■ **TASK SET**
**a)** From the patent passage on pressure sensing, translate this sentence into Spanish: "According to the locating and tracking system described above, the processing unit determines a location of the pressure source by recognizing the sensing data."
**b)** Write out the part of the patent passage on pressure sensing between "In order to" and "its industry utility.", inclusive.

In order to overcome the drawbacks in the related prior works, a pressure sensing based localization and tracking system is provided. The particular design in the present invention not only solves the problems described above, but also is easy to be implemented. Thus, the invention has its industry utility.
SUMMARY OF THE INVENTION
The characteristics of the present invention is to detect the sensing data of the users by using plural locating and tracking devices, which are also called pressure sensing modules; the modules send the sensing data to the remote platform through the communication device, and to estimate the states of the users according to the sensing data. In accordance with the aspect of the present invention, a locating and tracking system is provided. The locating and tracking system includes plural pressure sensing modules, each of which includes at least one pressure sensing unit detecting a pressure source and generating a signal; a data processing unit connected with the at least one pressure sensing unit, and then processing the signal to generate a module information; a storage unit connected with the data processing unit, and storing the module information and user information; a communication unit connected with the data processing unit, transmitting the module information, and receiving an outer information; and a power managing unit managing power needed by the at least one pressure sensing unit, the data processing unit, the storage unit and the communication unit; a bottom board configured on a floor, and bearing the mentioned units; and a top board covering the mentioned units, and transferring the pressure source to the pressure sensing unit.
According to the locating and tracking system described above, the module information includes a sensing data derived from the signal from the at least one pressure sensing unit and an identification (ID) of each of the pressure sensing units.
According to the locating and tracking system described above, the processing unit determines a location of the pressure source by recognizing the sensing data.
According to the locating and tracking system described above, the sensing data includes a weight data of the pressure source, and the user information includes a user weight and a user ID.

■ **DATA EXTRACT**
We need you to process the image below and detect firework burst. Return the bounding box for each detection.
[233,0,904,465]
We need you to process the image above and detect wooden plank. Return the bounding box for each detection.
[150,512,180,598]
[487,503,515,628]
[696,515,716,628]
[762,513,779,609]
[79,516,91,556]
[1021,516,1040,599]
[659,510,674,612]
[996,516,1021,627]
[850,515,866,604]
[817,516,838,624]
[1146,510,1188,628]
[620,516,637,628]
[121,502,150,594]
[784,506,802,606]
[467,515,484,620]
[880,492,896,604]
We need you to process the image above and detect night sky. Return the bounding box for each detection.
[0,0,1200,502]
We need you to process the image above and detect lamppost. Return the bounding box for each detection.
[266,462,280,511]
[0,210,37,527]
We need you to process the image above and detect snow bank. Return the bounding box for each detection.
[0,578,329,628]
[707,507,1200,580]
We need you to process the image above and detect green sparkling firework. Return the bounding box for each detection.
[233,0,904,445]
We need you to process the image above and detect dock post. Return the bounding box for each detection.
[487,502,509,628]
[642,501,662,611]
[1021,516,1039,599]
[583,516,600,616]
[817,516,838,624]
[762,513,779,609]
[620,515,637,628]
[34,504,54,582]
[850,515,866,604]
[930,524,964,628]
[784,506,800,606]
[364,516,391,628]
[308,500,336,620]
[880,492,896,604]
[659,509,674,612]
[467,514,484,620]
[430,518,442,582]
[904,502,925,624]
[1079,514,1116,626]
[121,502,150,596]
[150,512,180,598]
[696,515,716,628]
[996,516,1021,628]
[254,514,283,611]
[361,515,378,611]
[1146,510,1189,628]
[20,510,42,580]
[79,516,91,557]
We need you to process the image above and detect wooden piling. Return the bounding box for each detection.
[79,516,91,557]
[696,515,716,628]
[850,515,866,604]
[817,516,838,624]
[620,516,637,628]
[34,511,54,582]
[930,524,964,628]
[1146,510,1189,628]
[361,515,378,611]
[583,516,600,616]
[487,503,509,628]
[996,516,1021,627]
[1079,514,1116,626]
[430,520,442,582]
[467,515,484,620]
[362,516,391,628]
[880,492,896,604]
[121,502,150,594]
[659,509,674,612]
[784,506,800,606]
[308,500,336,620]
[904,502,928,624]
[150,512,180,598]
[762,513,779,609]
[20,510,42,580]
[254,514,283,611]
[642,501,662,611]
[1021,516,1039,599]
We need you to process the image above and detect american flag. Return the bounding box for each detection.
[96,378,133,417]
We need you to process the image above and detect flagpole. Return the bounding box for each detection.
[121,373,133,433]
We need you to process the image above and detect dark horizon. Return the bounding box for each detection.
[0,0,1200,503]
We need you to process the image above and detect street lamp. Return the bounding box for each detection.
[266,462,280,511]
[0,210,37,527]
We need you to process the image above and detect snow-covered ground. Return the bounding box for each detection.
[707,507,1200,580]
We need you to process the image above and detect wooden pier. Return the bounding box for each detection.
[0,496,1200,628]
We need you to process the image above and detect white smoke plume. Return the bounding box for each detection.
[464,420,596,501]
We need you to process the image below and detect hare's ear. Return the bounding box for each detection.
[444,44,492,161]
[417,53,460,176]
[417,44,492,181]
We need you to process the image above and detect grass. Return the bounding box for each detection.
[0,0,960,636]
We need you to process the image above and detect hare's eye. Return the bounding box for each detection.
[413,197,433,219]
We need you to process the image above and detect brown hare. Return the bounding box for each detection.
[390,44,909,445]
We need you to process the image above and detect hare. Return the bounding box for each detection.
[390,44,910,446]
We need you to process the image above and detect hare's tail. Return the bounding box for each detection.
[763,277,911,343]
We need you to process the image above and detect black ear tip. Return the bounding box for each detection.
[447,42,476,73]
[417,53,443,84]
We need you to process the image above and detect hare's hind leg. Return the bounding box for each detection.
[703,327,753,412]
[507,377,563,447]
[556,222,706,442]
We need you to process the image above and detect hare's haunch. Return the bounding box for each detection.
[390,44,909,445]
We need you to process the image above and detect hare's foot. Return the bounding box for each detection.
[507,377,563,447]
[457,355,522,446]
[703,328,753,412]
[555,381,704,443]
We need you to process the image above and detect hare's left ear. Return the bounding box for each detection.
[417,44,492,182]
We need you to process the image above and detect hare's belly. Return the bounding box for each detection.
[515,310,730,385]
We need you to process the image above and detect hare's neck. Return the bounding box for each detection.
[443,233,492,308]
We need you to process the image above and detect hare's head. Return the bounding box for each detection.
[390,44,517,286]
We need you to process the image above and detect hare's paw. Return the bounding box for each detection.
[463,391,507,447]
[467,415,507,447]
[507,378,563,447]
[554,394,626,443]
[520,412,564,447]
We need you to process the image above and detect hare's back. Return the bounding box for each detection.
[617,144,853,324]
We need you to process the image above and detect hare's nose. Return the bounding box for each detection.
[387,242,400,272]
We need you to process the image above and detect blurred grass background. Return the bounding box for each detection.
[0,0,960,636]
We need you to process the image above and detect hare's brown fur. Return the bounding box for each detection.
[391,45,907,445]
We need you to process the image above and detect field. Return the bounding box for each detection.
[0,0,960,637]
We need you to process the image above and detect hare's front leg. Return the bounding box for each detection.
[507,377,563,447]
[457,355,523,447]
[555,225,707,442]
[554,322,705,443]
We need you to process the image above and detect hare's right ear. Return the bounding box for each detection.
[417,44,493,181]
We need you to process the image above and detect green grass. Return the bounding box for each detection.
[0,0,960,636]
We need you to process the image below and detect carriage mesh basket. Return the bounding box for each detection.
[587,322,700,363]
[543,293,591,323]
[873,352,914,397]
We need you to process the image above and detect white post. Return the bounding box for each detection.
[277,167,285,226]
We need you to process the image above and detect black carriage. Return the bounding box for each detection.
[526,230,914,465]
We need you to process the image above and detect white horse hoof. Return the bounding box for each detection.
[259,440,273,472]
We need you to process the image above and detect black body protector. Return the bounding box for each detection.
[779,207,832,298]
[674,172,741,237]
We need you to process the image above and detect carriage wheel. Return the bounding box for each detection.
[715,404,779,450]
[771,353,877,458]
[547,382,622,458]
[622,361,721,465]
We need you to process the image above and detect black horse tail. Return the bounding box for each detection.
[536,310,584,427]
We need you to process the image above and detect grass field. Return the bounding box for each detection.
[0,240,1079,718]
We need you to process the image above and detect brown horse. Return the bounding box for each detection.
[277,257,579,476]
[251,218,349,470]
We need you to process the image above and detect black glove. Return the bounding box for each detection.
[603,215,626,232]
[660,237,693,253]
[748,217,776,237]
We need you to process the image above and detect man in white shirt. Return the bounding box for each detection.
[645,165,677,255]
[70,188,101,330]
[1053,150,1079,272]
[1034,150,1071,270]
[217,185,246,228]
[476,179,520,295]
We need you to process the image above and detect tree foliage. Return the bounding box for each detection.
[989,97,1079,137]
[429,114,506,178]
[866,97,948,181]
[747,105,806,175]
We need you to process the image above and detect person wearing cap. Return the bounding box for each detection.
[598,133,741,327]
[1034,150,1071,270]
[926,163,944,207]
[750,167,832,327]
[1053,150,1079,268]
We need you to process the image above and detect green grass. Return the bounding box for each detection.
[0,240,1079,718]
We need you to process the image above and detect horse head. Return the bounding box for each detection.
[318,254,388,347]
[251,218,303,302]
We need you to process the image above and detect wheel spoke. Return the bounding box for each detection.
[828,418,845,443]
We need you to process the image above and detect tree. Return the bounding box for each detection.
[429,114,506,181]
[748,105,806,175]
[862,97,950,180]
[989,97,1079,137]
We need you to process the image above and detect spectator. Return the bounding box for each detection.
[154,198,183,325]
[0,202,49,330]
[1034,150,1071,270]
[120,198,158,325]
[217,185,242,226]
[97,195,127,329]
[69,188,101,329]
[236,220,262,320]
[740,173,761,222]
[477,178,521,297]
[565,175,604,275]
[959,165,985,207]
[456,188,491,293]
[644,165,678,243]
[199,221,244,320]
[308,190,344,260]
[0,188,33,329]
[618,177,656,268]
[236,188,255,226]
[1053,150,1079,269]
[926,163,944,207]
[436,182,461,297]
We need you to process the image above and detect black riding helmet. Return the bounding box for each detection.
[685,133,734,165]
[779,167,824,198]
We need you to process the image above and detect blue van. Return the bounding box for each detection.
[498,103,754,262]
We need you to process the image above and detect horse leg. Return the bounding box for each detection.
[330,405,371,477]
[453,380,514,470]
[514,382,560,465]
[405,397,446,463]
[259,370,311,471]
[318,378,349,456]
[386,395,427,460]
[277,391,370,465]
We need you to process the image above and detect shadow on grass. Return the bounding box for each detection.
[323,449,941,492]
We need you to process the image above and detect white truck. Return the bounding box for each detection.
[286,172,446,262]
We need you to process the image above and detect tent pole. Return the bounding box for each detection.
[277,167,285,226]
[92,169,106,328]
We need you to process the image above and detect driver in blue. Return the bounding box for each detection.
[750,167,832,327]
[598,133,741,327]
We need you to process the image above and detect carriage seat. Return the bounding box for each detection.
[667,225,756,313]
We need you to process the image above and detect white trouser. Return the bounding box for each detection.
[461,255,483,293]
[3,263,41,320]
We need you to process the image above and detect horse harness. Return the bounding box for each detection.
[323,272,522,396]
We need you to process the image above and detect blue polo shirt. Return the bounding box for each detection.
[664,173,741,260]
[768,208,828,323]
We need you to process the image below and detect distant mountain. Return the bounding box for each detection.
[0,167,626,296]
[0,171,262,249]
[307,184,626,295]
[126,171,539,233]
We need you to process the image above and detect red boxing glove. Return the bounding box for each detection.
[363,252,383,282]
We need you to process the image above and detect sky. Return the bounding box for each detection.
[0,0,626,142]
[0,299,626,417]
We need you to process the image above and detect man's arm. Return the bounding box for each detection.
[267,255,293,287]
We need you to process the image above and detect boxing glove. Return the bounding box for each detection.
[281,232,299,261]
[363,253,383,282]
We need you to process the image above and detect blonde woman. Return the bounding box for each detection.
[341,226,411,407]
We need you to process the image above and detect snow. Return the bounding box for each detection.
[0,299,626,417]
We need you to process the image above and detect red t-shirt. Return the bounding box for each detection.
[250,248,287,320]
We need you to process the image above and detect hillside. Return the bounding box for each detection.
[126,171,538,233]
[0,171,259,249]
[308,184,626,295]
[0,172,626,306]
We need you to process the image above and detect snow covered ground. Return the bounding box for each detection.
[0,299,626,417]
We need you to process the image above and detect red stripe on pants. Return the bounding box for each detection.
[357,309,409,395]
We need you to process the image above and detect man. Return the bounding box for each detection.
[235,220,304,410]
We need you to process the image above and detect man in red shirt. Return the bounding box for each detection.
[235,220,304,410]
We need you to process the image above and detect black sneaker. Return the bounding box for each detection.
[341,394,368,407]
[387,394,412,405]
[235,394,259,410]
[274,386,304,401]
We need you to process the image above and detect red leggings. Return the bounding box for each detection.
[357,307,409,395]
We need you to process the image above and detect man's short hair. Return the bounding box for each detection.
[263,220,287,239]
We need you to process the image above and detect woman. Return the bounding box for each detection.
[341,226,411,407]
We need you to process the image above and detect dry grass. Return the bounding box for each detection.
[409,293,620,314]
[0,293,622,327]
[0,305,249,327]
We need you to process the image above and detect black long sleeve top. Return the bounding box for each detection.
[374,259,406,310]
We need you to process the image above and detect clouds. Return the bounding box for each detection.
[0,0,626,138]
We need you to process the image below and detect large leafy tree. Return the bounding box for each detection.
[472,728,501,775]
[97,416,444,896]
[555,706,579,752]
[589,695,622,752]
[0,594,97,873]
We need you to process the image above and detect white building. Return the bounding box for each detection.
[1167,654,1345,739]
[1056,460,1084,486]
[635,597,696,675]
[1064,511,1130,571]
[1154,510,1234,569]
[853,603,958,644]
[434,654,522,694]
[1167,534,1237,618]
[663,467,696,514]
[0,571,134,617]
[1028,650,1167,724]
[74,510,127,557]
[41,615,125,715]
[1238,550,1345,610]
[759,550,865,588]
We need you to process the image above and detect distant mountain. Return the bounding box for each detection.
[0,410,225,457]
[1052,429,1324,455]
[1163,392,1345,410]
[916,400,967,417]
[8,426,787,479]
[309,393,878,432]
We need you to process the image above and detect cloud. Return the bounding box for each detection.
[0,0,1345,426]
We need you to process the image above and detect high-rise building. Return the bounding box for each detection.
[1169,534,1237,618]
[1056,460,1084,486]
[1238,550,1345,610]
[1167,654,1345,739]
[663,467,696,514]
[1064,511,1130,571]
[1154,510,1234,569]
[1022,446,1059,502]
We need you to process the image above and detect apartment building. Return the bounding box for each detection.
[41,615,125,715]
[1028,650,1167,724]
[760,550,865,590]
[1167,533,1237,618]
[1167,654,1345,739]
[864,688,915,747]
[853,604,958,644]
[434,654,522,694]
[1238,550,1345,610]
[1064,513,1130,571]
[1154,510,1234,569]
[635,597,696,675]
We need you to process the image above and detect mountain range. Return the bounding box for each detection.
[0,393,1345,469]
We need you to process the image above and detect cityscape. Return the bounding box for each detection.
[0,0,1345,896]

■ **SOLUTIONS TO THE EXERCISE**
**a)** De acuerdo con el sistema de localización y seguimiento descrito anteriormente, la unidad de procesamiento determina una ubicación de la fuente de presión mediante el reconocimiento de los datos de detección.

**b)**
In order to overcome the drawbacks in the related prior works, a pressure sensing based localization and tracking system is provided. The particular design in the present invention not only solves the problems described above, but also is easy to be implemented. Thus, the invention has its industry utility.